## Input material
** BEGIN **

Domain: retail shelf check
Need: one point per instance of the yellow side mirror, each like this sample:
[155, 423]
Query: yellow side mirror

** END **
** BEGIN **

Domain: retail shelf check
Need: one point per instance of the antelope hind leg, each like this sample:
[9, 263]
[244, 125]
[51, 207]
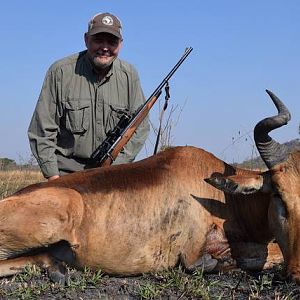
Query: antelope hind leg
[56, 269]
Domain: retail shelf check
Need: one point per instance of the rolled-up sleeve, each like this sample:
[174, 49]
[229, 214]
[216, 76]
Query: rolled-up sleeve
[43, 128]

** END **
** BEGIN **

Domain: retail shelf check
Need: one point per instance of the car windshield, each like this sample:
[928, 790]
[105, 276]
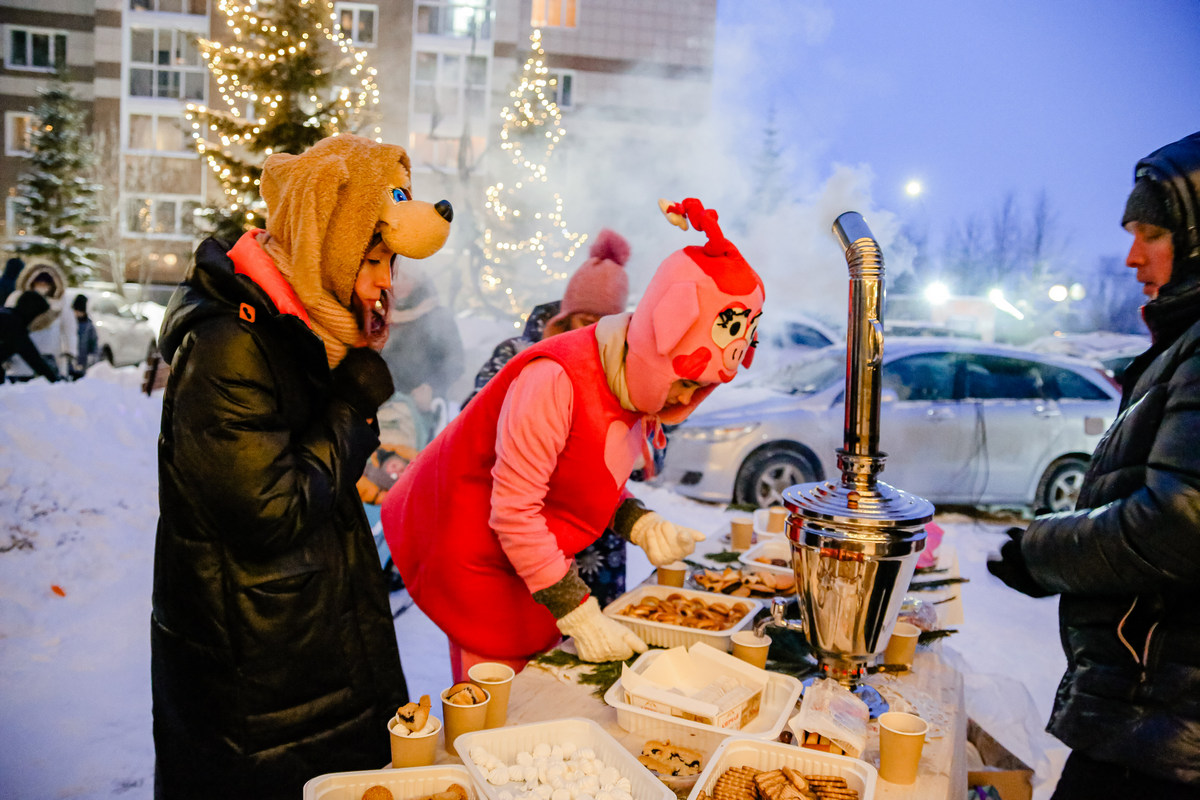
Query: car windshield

** END **

## Challenge
How many of the lines above contain the string "yellow", matching its capitalization? Reply with the number alone.

## Output of the exercise
2